> [Written instruction]: Copy out every row below that contains the word "gazebo". Case matters, so only count exact matches of upper and lower case.

> [Rows]:
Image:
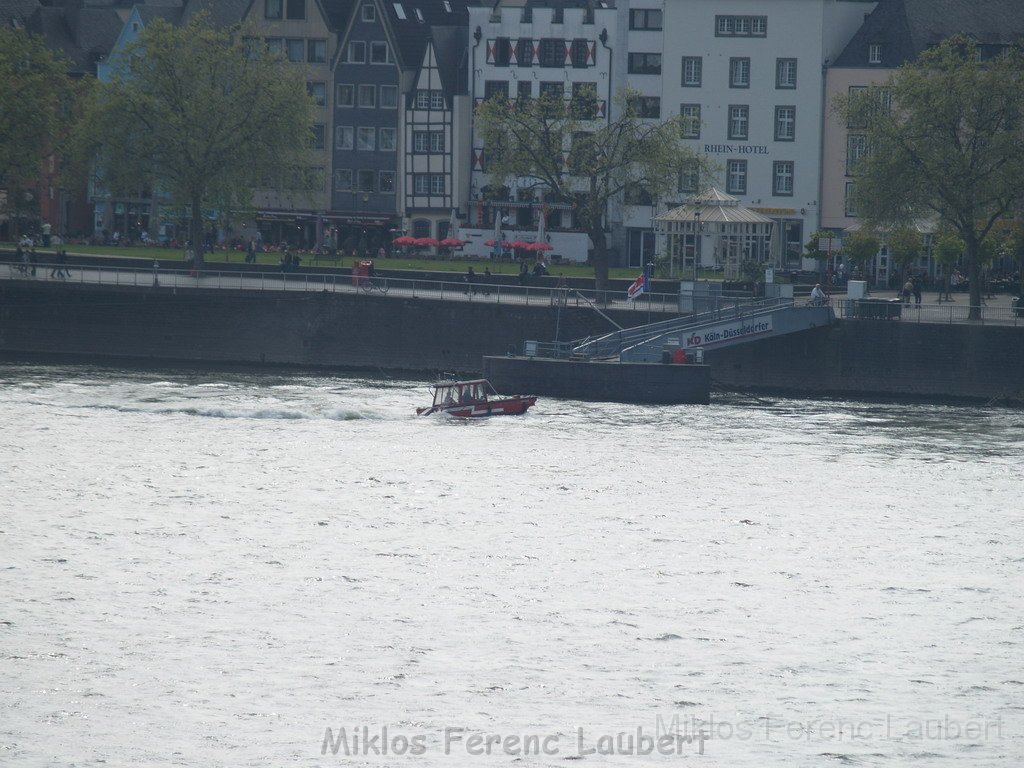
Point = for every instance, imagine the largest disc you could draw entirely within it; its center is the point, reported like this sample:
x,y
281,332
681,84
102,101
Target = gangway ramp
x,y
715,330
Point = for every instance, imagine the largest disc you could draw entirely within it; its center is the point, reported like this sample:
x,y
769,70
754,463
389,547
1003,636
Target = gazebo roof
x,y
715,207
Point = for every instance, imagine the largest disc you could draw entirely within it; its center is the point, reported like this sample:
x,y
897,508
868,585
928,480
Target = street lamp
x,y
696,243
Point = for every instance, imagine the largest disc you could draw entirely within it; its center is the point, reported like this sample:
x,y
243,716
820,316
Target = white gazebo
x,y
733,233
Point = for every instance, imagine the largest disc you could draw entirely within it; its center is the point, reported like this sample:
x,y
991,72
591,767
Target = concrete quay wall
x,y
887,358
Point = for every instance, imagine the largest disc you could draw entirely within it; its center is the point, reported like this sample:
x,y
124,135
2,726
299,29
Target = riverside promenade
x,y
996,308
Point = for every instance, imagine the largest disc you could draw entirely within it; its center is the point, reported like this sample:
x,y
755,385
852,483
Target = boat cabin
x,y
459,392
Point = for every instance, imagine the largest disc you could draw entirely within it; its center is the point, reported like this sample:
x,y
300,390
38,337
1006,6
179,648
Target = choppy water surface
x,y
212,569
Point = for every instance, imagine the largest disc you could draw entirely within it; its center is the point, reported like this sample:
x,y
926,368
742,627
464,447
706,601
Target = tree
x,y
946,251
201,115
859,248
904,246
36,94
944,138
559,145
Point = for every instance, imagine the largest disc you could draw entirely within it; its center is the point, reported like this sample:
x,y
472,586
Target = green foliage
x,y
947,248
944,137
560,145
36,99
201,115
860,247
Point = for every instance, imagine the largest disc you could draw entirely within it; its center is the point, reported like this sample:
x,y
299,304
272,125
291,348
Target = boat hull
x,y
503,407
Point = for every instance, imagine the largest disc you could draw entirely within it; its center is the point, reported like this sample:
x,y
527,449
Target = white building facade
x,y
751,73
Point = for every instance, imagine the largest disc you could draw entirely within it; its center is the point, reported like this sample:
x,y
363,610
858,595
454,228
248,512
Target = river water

> [The solution]:
Target = gazebo roof
Target = white gazebo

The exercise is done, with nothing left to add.